Render the items below as a Markdown table with the columns Row and Line. Give each line its row number and leave out blank lines.

++++

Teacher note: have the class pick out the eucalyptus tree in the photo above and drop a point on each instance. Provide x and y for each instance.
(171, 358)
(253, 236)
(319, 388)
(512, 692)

++++

Full answer
| Row | Line |
|---|---|
| 1 | Teacher note: have the class pick out the eucalyptus tree in the photo above and drop a point on each instance. Provide x and y for each instance. |
| 2 | (171, 358) |
| 3 | (253, 236) |
| 4 | (319, 388) |
| 5 | (512, 692) |